■ SOURCE EXTRACT
Copying is key also. You have to copy to then see what tickles your pickle *laughs*
How do I know when something tickles my pickle? Can you describe the feeling?
It's a nice sensation, it just feels right. For example, when I was growing up Daniel Ilabaca inspired me. You know, I wanted to move like Danny and this and that. Because of that every time I went to a spot and I ended up underwhelmed, because I didn't come away with something that looked like Danny. Only when I started moving without expectations of how I wanted a movement to look was when things changed. I became able to move more creatively, runs would piece together more smoothly and everything lead to my natural way of moving. Does that make sense?
Totally! I've been thinking about something Emily's Yoga instructor said during one of her classes. She said "while stretching you might look around and see somebody who is much more ahead of, but don't be envious. They are not getting anything that you aren't getting." And I think that's very true, because both persons experience in the moment is the same. Each one is at the limit of their stretch and is feeling the same discomfort. I try to remind myself that I should enjoy the abilities I have now, even though I'm still haven't reached all of my potential.

■ TO DO
In the conversation above, list every change the person who mentions Daniel Ilabaca says happened after starting to move without expectations.

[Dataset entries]

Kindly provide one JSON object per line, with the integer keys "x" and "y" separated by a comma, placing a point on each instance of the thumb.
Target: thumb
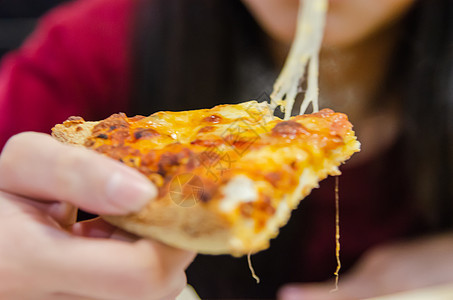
{"x": 37, "y": 166}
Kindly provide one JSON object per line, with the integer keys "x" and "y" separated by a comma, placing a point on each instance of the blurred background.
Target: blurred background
{"x": 18, "y": 18}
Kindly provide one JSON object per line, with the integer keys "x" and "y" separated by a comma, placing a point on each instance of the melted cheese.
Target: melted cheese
{"x": 303, "y": 59}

■ PROBLEM SOLUTION
- Becoming able to move more creatively
- Runs piecing together more smoothly
- Everything leading to a natural way of moving